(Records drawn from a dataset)
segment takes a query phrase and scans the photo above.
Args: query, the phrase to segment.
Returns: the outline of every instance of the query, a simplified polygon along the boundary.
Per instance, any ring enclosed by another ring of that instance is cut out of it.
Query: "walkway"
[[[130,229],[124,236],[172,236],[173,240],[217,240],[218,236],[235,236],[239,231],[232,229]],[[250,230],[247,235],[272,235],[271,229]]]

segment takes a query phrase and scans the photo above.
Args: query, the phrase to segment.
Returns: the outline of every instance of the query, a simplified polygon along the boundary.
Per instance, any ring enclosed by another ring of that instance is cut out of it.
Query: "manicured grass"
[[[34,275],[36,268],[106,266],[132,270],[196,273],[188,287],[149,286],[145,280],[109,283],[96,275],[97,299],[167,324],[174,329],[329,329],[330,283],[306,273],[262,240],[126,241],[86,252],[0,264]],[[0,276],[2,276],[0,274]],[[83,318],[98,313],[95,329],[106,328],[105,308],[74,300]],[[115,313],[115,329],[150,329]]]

> _YOUR INSTRUCTIONS_
Please repeat the records so that each one reads exactly as it does above.

> _EXERCISE SOLUTION_
segment takes a query phrase and scans the photo above.
Args: query, the phrase to segment.
Returns: the outline of every instance of the query, a simplified polygon along the boundary.
Per instance, any ring enclosed by another ring of that instance is cut out of it.
Query: "walkway"
[[[130,229],[124,236],[172,236],[173,240],[217,240],[218,236],[235,236],[239,231],[232,229]],[[250,230],[247,235],[272,235],[271,229]]]

segment takes a query phrase and scans the photo above.
Args: query, the phrase to segment.
Returns: the outline of every instance of the query, a simplified polygon along the boundary.
Per instance, any ring enclosed by another ring of that instance is cut out of it.
Query: "manicured grass"
[[[34,275],[36,268],[106,266],[132,270],[196,273],[188,287],[149,286],[145,280],[109,283],[96,275],[97,299],[167,324],[174,329],[329,329],[330,283],[306,273],[262,240],[126,241],[86,252],[0,264]],[[0,276],[2,276],[0,274]],[[83,318],[98,313],[95,329],[106,328],[105,308],[74,300]],[[115,313],[115,329],[150,329]]]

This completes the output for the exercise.